Supplied data:
⟨

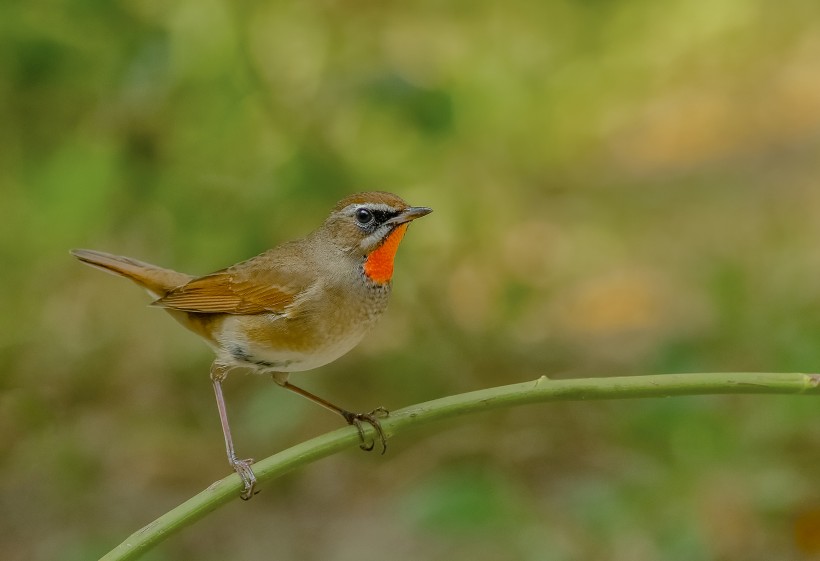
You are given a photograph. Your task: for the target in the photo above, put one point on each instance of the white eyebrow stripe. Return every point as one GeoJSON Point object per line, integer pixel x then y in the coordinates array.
{"type": "Point", "coordinates": [373, 206]}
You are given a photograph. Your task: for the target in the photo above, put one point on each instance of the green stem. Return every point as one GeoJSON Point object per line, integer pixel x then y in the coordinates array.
{"type": "Point", "coordinates": [540, 390]}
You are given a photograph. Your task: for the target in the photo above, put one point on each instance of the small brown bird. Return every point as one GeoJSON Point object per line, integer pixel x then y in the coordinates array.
{"type": "Point", "coordinates": [296, 307]}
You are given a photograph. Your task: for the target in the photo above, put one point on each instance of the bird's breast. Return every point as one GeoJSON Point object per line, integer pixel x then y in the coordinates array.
{"type": "Point", "coordinates": [315, 333]}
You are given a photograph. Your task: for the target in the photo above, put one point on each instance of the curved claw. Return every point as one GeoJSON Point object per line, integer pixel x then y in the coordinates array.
{"type": "Point", "coordinates": [243, 469]}
{"type": "Point", "coordinates": [371, 418]}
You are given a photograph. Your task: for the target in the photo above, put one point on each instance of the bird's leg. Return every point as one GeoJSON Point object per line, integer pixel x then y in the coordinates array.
{"type": "Point", "coordinates": [351, 418]}
{"type": "Point", "coordinates": [242, 467]}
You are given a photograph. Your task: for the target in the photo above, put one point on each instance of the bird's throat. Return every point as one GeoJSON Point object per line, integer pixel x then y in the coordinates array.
{"type": "Point", "coordinates": [379, 263]}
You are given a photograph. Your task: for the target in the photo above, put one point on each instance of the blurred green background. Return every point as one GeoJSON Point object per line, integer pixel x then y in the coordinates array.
{"type": "Point", "coordinates": [620, 188]}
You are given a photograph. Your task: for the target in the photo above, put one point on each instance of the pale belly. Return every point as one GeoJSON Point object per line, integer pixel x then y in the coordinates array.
{"type": "Point", "coordinates": [277, 344]}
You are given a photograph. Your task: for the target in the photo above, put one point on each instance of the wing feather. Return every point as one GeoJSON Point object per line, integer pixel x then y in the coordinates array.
{"type": "Point", "coordinates": [225, 293]}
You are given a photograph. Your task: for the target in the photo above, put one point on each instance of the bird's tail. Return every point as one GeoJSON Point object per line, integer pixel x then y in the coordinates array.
{"type": "Point", "coordinates": [156, 280]}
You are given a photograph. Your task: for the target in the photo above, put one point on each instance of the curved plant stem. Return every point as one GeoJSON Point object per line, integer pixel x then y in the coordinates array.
{"type": "Point", "coordinates": [540, 390]}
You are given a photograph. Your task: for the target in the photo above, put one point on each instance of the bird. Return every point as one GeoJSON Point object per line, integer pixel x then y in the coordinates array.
{"type": "Point", "coordinates": [296, 307]}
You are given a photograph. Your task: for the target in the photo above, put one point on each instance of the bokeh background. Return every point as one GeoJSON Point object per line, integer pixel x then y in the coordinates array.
{"type": "Point", "coordinates": [620, 188]}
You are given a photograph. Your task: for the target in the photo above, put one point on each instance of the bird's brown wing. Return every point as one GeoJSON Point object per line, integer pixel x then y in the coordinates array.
{"type": "Point", "coordinates": [232, 291]}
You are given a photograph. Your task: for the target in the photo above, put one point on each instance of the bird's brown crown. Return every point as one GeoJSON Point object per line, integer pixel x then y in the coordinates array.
{"type": "Point", "coordinates": [371, 225]}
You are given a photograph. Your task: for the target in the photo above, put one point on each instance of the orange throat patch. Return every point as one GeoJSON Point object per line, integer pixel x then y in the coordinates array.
{"type": "Point", "coordinates": [379, 264]}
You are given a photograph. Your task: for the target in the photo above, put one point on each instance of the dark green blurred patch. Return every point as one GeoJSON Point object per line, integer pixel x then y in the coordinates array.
{"type": "Point", "coordinates": [462, 500]}
{"type": "Point", "coordinates": [428, 109]}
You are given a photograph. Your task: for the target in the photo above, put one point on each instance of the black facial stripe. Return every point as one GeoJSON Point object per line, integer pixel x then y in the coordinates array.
{"type": "Point", "coordinates": [383, 216]}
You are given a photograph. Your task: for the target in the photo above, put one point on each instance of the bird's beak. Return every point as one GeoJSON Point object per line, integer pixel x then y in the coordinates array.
{"type": "Point", "coordinates": [409, 214]}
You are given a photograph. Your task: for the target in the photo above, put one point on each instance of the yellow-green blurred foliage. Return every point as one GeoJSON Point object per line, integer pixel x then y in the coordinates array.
{"type": "Point", "coordinates": [620, 188]}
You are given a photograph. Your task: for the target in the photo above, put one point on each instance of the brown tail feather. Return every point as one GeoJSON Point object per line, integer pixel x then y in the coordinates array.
{"type": "Point", "coordinates": [156, 280]}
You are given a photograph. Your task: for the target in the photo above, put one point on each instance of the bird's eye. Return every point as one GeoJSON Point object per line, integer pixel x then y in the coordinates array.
{"type": "Point", "coordinates": [364, 216]}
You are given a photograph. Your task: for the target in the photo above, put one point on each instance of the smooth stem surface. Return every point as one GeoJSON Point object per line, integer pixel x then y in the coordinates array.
{"type": "Point", "coordinates": [540, 390]}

⟩

Directions for this task:
Reproduce the whole listing above character for character; pictures do not belong in it.

Answer to the exercise:
You are given a photograph. Your task: for the target in the photo above, put one point on each instance of the white eyebrow stripe. Return every point as one GeoJSON Point object per line, integer pixel x then y in the coordinates array.
{"type": "Point", "coordinates": [373, 206]}
You are given a photograph. Your task: for the target in the photo above, put one point on each instance of the green stem. Return every point as one GeoJSON Point object per line, integer pixel x then y in the coordinates array.
{"type": "Point", "coordinates": [540, 390]}
You are given a photograph. Your task: for the target in the photo above, put one point on each instance of the small brown bird. Return every point as one GeoJSON Point object per line, integer pixel x then y in the coordinates array.
{"type": "Point", "coordinates": [296, 307]}
You are given a photograph. Your task: for the target in the photo above, put one point on each instance of the bird's breast. Return every point as one GeoJSON Point object per line, integer pixel x then y in the coordinates array.
{"type": "Point", "coordinates": [315, 333]}
You are given a photograph. Your task: for the target in the photo above, put one point on each instance of the curved claw. Return every point as one GeoJSON Point object per line, integer pixel x then y in the coordinates array.
{"type": "Point", "coordinates": [243, 469]}
{"type": "Point", "coordinates": [371, 418]}
You are given a photograph. Your task: for the target in the photo above, put one point on each instance of the bird's leg. Return every point as one GeoJSON Point object per line, integer pixel x then y in the coordinates array.
{"type": "Point", "coordinates": [351, 418]}
{"type": "Point", "coordinates": [242, 467]}
You are given a photograph. Your task: for the target in the photo above, put one point on each instance of the bird's throat. Return every point as one GeoJSON Point object per line, integer pixel x then y in the coordinates array.
{"type": "Point", "coordinates": [379, 263]}
You are given a photograph. Your task: for the target in the photo above, put one point on each instance of the blurred green background. Return every point as one GeoJSON Point object per line, integer pixel x then y in the coordinates array.
{"type": "Point", "coordinates": [620, 188]}
You are given a photograph. Your task: for the target in the photo above, put one point on each instance of the pale belly. Return every point as one GeoJSON Point object per line, integer pixel x then y in the coordinates array.
{"type": "Point", "coordinates": [277, 344]}
You are given a photograph. Your task: for the target in the photo above, put one point on each instance of the wing feather. Return every point as one GeoJSON Point object per line, integer pixel x then y in the coordinates array.
{"type": "Point", "coordinates": [225, 293]}
You are given a photograph. Your task: for the target in the photo above, put one point on each instance of the bird's tail. Return every point as one GeoJSON Point object per line, integer pixel x then y in the coordinates array.
{"type": "Point", "coordinates": [156, 280]}
You are given a photograph. Your task: for the target in the photo above, put one point on each instance of the curved plant stem. Return every point as one GeoJSON Point object per line, integer pixel x then y in the coordinates array.
{"type": "Point", "coordinates": [540, 390]}
You are given a photograph. Your task: for the target in the photo above, put one point on each instance of the bird. Return every point as one GeoJSON Point object per line, integer pixel x then y in the coordinates array.
{"type": "Point", "coordinates": [296, 307]}
You are given a photograph. Your task: for the target in the photo above, put one point on each instance of the bokeh background. Return every point as one GeoJSON Point object per line, integer pixel x then y in the coordinates array.
{"type": "Point", "coordinates": [620, 188]}
You are given a photograph. Your task: for the target in the photo above, put one point on each instance of the bird's brown wing. Return every point as one GeoJSON Point object per line, integer pixel x then y in the coordinates array.
{"type": "Point", "coordinates": [232, 291]}
You are given a photograph. Your task: for the target in the photo above, put one point on each instance of the bird's brown crown. Return every point as one GeoJSON Point object per line, integer pixel x then y in the coordinates array.
{"type": "Point", "coordinates": [371, 225]}
You are given a photograph. Your task: for the target in the photo above, put one point on each instance of the orange throat patch. Return every point as one GeoJSON Point object per line, integer pixel x then y in the coordinates array.
{"type": "Point", "coordinates": [379, 264]}
You are given a photograph. Your task: for the target in the photo above, put one point on each instance of the dark green blurred patch. Return every point as one GeoJSON Point object per line, integer pixel x then y in the coordinates array.
{"type": "Point", "coordinates": [462, 500]}
{"type": "Point", "coordinates": [428, 109]}
You are given a photograph. Your task: for the target in the photo above, put one point on each instance of the black facial stripe. Return every point as one GeoJSON Point object per line, integer pixel x then y in the coordinates array.
{"type": "Point", "coordinates": [383, 216]}
You are given a photograph. Your task: for the target in the photo above, put one point on each instance of the bird's beak. Return every point as one GeoJSON Point object per line, integer pixel x then y in the coordinates array.
{"type": "Point", "coordinates": [409, 214]}
You are given a photograph. Your task: for the target in the photo above, put one point on each instance of the yellow-green blurred foliage. Return every point as one GeoJSON Point object per line, integer pixel x then y in the coordinates array.
{"type": "Point", "coordinates": [620, 188]}
You are given a photograph. Your task: for the target in the photo above, put one point on each instance of the brown tail feather. Return every point as one GeoJSON Point object per line, integer pixel x then y in the coordinates array.
{"type": "Point", "coordinates": [156, 280]}
You are given a photograph. Your task: for the target in the photo above, put one point on each instance of the bird's eye. Return every point as one GeoJSON Point object per line, integer pixel x then y in the coordinates array.
{"type": "Point", "coordinates": [364, 216]}
You are given a photograph. Your task: for the target in the photo above, put one point on each instance of the smooth stem surface. Return every point as one GeoJSON Point object per line, integer pixel x then y in the coordinates array.
{"type": "Point", "coordinates": [540, 390]}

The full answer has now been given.